= Qué hacer =
Identifica en los registros las líneas que contienen la palabra "gondola" y cópialas todas.

= Datos de entrada =
* * * * * * * * *

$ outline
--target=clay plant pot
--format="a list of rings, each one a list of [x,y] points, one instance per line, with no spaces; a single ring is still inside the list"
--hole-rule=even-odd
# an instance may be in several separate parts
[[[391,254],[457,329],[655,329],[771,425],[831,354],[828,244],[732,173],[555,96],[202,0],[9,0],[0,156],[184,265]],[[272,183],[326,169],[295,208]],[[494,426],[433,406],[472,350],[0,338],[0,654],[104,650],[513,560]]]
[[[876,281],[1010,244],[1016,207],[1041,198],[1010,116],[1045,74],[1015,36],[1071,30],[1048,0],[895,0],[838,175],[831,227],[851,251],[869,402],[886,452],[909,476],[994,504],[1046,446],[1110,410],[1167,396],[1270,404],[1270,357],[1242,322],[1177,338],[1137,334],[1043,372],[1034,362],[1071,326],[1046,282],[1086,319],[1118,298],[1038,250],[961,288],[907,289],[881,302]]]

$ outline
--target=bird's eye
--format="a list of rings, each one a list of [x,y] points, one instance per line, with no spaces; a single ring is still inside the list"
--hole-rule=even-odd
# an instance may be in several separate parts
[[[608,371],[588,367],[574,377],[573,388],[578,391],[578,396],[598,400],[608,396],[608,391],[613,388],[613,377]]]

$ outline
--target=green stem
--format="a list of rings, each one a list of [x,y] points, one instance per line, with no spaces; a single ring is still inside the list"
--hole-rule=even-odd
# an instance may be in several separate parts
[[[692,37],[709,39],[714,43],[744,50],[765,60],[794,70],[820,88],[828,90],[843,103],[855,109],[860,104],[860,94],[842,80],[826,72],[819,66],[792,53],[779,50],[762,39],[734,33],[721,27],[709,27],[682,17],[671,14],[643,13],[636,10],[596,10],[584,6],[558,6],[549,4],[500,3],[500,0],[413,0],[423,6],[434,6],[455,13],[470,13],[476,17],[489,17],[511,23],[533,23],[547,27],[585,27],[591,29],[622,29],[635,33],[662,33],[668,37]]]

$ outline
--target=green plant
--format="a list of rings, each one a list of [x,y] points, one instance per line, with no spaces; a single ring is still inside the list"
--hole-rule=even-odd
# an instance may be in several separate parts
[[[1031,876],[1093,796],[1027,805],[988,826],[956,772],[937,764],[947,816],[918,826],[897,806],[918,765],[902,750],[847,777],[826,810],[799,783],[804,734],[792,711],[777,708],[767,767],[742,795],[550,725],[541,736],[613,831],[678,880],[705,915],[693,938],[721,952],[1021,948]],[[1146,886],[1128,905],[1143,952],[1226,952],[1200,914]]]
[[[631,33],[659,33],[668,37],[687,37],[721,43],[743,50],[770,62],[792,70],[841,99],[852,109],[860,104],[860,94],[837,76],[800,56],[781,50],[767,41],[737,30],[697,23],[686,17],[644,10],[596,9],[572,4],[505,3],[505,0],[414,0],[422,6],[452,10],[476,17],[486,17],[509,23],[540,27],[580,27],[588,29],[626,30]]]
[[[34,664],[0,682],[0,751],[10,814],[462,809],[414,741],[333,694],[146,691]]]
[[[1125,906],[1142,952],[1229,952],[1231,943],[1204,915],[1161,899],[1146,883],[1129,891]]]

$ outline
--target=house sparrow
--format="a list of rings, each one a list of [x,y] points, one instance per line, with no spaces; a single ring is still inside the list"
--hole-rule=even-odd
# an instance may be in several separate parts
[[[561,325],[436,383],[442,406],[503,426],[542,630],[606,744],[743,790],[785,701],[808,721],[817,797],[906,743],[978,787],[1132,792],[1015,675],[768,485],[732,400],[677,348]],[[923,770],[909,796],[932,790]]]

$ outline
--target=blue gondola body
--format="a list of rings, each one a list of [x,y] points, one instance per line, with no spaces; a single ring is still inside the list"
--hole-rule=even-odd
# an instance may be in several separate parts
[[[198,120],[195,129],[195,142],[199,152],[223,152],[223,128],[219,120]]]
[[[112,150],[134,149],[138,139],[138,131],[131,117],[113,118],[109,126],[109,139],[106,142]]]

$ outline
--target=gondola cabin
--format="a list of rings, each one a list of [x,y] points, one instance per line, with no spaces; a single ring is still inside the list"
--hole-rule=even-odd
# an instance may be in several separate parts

* * * * * * * * *

= Resultado =
--target=blue gondola body
--target=gondola cabin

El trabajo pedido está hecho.